## Belge alıntısı
------------------------------

Bir toplumun, bir firmanın ya da hane halkının sahip olduğu mal varlığı stokunda (sermaye stokunda) belli bir dönemde sağlanan net artışlara yatırım denir. Bir harcamanın yatırım harcaması sayılabilmesi için yeni bir üretim kapasitesi yaratmak amacıyla yapılmış olması gerekir. Yeni sermaye malları ve ara mallarının, emekle birleştirilerek yeni üretim kapasiteleri yaratılması gerçek anlamda yatırım faaliyetidir. Bir kimsenin parasını arsa, eski bir konut satın almak için kullanmasına plasman adı verilir. (Parasız, 1995: 218) 

Ekonomik hayatta; insan gücü ve mali imkânlarla, vatandaşın beceri ve eğilimlerini göz önüne alan bir planlama muhakkak ki, kalkınmayı hızlandıracaktır. Bugün üzerinde en çok kafa yorulması ve çaba harcamamız gereken endüstrileşmektir. Ama endüstri kurmak demek, rast gele fabrika kurmak demek değildir. Birbirini tamamlayan tesis ve fabrikalarla bir endüstri havzası kurmak demektir. Vatandaşın bilgi, emek ve nakit her türlü sermayesi ile bu endüstri havzasında yerini alabilmesi için; devletin istikrarlı bir ekonomik politikası olması, herkesin bunu bilmesi ve bu politikaya güvenmesi gerekir. Devletin yatırımları yönlendirmek, öncelikleri tespit ve istenen amaca varmak için teşebbüs gücünü teşvik tedbirleri ile özendirmelidir. Ancak buradaki teşvikler, kalkınmanın özgürlük ve teşebbüs hürriyeti içinde ekonomik kurallara uygun olmalıdır. (Er, 1979: 5)

------------------------------

## Verilen bilgiler

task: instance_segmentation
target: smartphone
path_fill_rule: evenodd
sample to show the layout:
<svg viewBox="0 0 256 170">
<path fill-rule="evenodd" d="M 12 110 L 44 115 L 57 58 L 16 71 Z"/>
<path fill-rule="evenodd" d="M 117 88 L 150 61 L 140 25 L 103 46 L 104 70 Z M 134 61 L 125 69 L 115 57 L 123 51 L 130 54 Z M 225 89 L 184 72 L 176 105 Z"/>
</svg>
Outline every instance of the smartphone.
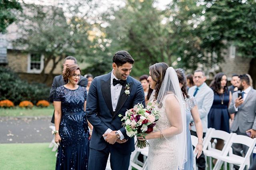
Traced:
<svg viewBox="0 0 256 170">
<path fill-rule="evenodd" d="M 241 96 L 241 98 L 243 98 L 243 96 L 242 93 L 238 93 L 238 98 L 239 98 L 239 97 Z"/>
</svg>

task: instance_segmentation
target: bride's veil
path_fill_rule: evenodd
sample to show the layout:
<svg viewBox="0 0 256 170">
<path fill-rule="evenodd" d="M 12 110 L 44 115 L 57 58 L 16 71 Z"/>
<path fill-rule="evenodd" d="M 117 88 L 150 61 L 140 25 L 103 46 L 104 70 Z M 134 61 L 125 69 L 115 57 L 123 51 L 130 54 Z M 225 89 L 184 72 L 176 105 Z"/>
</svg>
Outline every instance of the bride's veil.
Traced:
<svg viewBox="0 0 256 170">
<path fill-rule="evenodd" d="M 171 67 L 169 67 L 166 70 L 164 81 L 158 93 L 156 103 L 158 104 L 159 107 L 161 106 L 162 102 L 164 96 L 170 94 L 174 94 L 180 103 L 181 110 L 182 131 L 181 133 L 177 135 L 178 141 L 178 151 L 177 153 L 178 158 L 178 168 L 179 169 L 181 170 L 184 169 L 184 164 L 187 160 L 186 107 L 177 73 L 174 69 Z M 164 138 L 168 140 L 168 138 Z M 172 148 L 170 148 L 170 149 L 172 149 Z"/>
</svg>

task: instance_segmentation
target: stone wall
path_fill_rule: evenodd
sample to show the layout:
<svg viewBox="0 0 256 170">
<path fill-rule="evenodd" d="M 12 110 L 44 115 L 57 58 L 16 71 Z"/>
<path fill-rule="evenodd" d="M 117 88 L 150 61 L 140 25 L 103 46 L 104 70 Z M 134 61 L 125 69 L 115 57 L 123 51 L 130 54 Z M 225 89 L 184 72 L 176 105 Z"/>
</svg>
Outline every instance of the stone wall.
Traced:
<svg viewBox="0 0 256 170">
<path fill-rule="evenodd" d="M 235 58 L 230 58 L 229 50 L 228 50 L 224 60 L 223 63 L 219 64 L 218 65 L 220 68 L 222 72 L 227 75 L 229 80 L 231 80 L 231 76 L 234 74 L 239 75 L 248 73 L 251 59 L 242 57 L 236 54 Z"/>
</svg>

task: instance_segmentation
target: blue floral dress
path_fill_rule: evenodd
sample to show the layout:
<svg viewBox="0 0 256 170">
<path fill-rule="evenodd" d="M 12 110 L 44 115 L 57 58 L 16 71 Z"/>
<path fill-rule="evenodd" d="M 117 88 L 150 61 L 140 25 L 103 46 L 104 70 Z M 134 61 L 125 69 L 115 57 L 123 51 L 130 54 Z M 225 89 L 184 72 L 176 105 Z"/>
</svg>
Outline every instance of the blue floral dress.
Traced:
<svg viewBox="0 0 256 170">
<path fill-rule="evenodd" d="M 89 130 L 85 112 L 86 88 L 74 90 L 58 87 L 54 101 L 61 102 L 62 117 L 59 133 L 56 170 L 87 170 L 89 151 Z"/>
<path fill-rule="evenodd" d="M 190 110 L 196 105 L 196 101 L 194 96 L 190 96 L 188 98 L 185 99 L 186 102 L 186 113 L 187 122 L 187 152 L 188 152 L 188 160 L 185 163 L 184 169 L 186 170 L 193 170 L 194 162 L 194 153 L 190 131 L 189 130 L 189 123 L 191 117 L 191 112 Z"/>
</svg>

------------------------------

## Verilen görev 1
Yatırımla ilgili metne göre, bir kimsenin parasını arsa ya da eski bir konut almak için kullanmasına ne ad verilir?
## Verilen görev 2
Yatırımla ilgili metinde "Ekonomik hayatta; insan" sözlerinden "(Er, 1979: 5)" sözlerine kadar olan kısmı aynen alıntıla.
## Verilen görev 3
Yatırımla ilgili metnin devamını, kaldığı yerden sürdürerek yaz.
Satırların yatırımla ilgili metinle hiçbir bağı yok.

## Görev yanıtı 1
Plasman.

## Görev yanıtı 2
Ekonomik hayatta; insan gücü ve mali imkânlarla, vatandaşın beceri ve eğilimlerini göz önüne alan bir planlama muhakkak ki, kalkınmayı hızlandıracaktır. Bugün üzerinde en çok kafa yorulması ve çaba harcamamız gereken endüstrileşmektir. Ama endüstri kurmak demek, rast gele fabrika kurmak demek değildir. Birbirini tamamlayan tesis ve fabrikalarla bir endüstri havzası kurmak demektir. Vatandaşın bilgi, emek ve nakit her türlü sermayesi ile bu endüstri havzasında yerini alabilmesi için; devletin istikrarlı bir ekonomik politikası olması, herkesin bunu bilmesi ve bu politikaya güvenmesi gerekir. Devletin yatırımları yönlendirmek, öncelikleri tespit ve istenen amaca varmak için teşebbüs gücünü teşvik tedbirleri ile özendirmelidir. Ancak buradaki teşvikler, kalkınmanın özgürlük ve teşebbüs hürriyeti içinde ekonomik kurallara uygun olmalıdır. (Er, 1979: 5)

## Görev yanıtı 3
İktisadi kalkınma dediğimiz olayın özünde tasarrufların teşekkül ettikleri zamanda yatırımlara dönüşmesi olayı vardır. (Türk, 1994: 276). Hür teşebbüsün varlığından ancak, hür demokratik parlamenter rejim içinde söz edilebilir. Hür teşebbüsün amacı, ne şekilde olursa olsun üretim değil, piyasa ekonomisi kurallarının geçerli olduğu bir düzende üretimdir. Her iktidar ve hatta her hükümet değişikliğinde modeli tartışma konusu olan bir sanayileşmenin ve ekonomik yapının ileriye dönük, güven verici bir gelişme göstermesi bir ölçüde mucize beklemek olur. (Kartay, 1979: 4) 

Kalkınma hamlemizin devamı ve tamamlanması, asil Milletimizin layık olduğu muasır medeniyet seviyesine ulaşması, çalışma hayatının huzuru ile mümkündür. Günden güne artan işsizlik problemine çare bulunması, üretimimizin ve ihracatımızın artırılması ile mümkün olacaktır. (Çetinoğlu, 1979: 13)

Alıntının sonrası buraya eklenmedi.